◆ Information provided:
+-------+

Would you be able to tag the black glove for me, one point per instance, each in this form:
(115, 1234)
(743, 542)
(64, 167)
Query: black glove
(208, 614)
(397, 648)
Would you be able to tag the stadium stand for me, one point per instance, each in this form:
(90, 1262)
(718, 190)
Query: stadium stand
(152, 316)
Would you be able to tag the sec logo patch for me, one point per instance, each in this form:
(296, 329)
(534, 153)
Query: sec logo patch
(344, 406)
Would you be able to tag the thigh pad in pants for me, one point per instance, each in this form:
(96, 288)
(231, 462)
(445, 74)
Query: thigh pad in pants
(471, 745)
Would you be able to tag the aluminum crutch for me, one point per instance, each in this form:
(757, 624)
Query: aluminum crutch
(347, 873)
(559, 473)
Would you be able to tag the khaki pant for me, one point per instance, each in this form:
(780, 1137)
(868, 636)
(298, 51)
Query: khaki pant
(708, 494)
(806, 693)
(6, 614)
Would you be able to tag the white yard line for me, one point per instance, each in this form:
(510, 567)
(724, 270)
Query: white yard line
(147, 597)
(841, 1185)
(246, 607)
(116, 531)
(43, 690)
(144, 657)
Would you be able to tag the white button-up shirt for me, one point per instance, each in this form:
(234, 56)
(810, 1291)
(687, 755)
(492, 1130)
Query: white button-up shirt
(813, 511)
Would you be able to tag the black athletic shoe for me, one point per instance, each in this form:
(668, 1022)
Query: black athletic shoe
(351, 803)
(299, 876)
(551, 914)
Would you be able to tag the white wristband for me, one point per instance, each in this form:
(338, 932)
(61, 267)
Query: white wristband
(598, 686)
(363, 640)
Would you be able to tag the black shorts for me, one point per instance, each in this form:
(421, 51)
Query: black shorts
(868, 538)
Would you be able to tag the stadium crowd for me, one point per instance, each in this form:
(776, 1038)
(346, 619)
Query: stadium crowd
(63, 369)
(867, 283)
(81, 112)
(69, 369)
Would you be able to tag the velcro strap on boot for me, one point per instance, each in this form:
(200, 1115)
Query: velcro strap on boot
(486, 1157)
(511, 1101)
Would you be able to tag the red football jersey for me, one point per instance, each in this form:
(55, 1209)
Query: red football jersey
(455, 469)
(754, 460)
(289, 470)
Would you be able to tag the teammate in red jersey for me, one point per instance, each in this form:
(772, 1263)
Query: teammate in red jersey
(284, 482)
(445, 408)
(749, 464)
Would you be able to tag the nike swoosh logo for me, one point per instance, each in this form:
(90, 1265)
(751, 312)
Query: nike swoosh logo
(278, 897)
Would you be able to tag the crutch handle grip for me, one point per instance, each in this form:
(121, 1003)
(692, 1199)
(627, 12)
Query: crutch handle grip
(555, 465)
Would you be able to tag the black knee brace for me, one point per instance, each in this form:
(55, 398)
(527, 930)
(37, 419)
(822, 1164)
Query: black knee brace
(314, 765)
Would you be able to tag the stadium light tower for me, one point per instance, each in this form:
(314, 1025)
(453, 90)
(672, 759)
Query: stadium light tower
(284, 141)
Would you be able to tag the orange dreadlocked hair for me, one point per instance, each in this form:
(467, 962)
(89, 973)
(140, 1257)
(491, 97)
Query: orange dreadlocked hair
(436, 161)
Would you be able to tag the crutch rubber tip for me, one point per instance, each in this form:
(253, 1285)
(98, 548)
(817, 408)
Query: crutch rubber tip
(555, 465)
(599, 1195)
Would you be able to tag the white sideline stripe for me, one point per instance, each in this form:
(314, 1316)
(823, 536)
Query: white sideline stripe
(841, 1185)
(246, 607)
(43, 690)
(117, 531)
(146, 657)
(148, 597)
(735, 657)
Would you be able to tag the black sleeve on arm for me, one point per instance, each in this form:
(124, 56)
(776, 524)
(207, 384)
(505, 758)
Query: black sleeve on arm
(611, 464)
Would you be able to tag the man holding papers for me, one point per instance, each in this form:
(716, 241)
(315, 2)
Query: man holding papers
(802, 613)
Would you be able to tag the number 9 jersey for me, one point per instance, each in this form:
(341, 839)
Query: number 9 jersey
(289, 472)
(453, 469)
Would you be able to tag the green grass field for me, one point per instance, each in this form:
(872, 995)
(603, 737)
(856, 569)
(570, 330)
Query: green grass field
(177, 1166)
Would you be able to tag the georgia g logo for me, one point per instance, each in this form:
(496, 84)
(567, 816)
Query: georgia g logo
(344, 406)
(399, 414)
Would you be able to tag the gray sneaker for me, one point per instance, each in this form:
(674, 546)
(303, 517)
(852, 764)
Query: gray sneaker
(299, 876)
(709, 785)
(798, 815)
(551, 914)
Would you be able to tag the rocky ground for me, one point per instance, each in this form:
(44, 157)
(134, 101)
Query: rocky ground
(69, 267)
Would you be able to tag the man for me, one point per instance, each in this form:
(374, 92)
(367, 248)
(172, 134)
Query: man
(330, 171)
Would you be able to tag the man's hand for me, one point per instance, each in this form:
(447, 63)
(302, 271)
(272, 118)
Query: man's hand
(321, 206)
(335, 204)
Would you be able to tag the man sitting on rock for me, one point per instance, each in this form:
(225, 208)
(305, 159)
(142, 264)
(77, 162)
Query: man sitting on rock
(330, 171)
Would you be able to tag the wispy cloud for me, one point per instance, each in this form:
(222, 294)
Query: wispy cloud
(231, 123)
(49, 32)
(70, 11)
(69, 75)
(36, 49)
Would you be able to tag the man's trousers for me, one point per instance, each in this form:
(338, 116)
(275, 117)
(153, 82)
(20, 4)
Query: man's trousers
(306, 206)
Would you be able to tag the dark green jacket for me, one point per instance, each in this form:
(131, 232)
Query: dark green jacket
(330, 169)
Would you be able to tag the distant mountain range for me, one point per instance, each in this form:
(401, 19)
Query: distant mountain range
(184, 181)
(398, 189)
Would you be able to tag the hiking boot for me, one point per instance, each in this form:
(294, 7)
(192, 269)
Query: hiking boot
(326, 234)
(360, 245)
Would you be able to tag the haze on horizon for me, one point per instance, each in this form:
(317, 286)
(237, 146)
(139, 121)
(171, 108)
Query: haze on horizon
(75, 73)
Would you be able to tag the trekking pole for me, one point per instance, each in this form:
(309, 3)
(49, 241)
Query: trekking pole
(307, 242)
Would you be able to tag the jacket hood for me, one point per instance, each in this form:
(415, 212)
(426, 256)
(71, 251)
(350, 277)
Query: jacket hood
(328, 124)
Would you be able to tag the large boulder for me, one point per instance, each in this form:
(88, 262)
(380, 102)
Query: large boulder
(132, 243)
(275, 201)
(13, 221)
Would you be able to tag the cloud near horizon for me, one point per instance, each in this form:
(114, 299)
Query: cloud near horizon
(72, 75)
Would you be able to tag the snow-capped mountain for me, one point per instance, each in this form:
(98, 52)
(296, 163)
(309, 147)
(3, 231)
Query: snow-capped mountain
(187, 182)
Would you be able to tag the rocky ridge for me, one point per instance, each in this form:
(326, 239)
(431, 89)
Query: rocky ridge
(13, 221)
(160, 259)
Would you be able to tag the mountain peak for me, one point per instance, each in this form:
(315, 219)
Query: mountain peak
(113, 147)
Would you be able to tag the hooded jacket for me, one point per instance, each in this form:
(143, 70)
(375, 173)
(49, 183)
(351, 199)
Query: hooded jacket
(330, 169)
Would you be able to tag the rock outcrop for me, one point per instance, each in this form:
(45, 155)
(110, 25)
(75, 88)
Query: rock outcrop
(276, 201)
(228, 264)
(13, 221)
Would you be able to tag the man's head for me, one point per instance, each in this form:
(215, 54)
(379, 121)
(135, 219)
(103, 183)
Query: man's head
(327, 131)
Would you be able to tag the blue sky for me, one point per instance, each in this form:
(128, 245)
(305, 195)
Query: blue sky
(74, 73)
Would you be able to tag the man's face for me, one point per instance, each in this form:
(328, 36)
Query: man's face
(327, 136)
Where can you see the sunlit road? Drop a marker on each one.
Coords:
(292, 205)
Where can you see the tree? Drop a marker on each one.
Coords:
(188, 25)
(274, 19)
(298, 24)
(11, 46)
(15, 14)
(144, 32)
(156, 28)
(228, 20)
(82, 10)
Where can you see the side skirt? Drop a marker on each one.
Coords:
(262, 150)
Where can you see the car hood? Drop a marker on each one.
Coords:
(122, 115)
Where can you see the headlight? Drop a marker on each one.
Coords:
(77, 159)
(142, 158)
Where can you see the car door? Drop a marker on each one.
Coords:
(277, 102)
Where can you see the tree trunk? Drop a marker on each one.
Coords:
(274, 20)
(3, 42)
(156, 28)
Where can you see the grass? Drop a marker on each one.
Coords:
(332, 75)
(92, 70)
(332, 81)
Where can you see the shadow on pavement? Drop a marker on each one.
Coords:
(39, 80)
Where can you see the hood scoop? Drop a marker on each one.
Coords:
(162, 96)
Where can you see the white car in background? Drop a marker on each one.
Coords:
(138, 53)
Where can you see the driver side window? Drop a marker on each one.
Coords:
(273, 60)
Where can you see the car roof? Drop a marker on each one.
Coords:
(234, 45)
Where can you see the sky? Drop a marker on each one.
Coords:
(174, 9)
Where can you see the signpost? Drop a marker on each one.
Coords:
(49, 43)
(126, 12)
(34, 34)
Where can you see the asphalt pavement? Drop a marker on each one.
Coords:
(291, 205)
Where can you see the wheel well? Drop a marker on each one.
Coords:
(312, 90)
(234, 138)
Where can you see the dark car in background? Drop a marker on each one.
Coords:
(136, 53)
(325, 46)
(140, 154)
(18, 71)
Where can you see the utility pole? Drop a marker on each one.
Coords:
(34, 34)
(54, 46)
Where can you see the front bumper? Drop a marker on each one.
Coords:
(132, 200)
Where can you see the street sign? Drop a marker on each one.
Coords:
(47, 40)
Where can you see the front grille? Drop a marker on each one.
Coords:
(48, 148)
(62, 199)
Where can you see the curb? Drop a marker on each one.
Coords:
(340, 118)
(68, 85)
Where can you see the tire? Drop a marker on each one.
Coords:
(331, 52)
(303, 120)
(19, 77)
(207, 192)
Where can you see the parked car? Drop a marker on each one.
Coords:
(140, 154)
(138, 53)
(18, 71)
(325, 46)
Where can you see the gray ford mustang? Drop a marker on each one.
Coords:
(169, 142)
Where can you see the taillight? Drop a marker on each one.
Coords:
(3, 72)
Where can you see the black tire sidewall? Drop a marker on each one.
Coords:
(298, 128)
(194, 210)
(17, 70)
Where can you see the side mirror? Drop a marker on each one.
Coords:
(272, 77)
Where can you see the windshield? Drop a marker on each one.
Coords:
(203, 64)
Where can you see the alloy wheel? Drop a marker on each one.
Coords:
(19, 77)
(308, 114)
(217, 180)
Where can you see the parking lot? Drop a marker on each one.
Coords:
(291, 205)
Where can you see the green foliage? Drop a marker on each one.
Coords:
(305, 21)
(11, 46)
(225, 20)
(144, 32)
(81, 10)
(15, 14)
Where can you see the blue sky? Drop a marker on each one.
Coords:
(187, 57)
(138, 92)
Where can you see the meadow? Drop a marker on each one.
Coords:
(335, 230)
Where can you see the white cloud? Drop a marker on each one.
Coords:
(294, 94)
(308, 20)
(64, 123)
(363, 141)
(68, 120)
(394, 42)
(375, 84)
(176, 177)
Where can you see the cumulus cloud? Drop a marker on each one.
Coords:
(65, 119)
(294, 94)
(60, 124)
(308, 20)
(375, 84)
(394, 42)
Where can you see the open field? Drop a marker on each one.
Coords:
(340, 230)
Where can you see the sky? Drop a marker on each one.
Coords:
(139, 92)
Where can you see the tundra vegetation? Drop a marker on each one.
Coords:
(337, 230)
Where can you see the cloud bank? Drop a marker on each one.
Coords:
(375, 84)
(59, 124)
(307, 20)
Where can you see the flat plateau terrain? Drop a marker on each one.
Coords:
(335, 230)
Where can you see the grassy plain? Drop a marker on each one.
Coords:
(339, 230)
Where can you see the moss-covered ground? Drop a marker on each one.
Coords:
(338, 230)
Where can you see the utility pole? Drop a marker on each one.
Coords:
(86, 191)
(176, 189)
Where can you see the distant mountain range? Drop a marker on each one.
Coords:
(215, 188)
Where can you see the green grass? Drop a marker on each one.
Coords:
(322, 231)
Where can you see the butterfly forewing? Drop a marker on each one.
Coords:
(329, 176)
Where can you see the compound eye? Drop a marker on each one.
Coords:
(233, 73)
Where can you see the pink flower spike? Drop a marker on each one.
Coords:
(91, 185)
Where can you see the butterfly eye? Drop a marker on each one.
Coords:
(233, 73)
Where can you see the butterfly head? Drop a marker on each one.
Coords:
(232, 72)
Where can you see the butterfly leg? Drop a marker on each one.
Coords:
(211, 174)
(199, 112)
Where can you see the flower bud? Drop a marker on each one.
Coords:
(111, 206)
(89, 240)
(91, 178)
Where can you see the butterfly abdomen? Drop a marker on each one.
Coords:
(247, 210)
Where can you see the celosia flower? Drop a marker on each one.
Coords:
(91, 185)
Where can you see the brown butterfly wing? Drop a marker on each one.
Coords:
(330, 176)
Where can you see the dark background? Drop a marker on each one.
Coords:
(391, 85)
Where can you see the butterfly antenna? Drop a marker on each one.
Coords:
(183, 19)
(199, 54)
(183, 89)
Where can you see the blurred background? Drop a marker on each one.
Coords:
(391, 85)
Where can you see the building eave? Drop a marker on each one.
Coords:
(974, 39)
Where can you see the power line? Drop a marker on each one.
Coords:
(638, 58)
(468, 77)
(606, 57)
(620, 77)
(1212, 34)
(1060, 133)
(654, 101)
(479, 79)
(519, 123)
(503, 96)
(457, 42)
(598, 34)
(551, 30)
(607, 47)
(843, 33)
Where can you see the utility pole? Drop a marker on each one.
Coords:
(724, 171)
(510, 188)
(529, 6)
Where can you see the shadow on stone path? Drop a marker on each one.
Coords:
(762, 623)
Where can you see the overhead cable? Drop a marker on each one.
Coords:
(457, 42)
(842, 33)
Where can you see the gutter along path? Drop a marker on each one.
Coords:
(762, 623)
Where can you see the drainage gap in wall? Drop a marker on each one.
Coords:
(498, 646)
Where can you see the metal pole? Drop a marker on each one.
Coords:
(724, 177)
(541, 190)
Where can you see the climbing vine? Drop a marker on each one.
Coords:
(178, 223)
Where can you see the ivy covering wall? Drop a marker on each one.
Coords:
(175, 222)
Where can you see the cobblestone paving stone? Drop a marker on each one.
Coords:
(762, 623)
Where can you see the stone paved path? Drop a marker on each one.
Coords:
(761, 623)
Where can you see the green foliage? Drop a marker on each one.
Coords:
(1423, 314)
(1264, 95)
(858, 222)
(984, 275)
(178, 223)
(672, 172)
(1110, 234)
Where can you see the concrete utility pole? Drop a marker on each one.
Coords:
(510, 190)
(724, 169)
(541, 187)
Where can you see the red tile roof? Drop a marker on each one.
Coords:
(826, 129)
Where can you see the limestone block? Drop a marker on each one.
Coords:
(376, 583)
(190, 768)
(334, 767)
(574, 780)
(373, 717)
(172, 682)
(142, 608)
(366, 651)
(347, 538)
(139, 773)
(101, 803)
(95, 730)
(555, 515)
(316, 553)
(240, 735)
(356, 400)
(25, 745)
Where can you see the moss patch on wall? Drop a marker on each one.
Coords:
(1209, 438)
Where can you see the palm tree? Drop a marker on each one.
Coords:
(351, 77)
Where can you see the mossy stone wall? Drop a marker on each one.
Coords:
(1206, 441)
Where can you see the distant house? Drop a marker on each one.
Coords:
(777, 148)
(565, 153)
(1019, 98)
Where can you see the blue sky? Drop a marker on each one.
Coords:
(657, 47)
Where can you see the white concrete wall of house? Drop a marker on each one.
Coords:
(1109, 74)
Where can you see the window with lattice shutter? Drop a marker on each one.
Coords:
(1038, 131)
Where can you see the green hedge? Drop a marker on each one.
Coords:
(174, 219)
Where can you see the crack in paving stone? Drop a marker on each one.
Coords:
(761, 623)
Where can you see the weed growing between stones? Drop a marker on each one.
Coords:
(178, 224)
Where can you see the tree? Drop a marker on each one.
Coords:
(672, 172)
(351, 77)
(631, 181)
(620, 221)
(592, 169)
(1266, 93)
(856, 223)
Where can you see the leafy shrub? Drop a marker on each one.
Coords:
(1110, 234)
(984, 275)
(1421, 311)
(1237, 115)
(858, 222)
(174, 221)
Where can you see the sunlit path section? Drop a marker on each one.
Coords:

+-------+

◆ Required action: Select every line in the material above where the string "window" occurs, and copy it.

◆ Solution for this problem:
Where can you see the driver side window? Drop a marker on each one.
Where can you see the window with lattice shutter? Drop a marker on each one.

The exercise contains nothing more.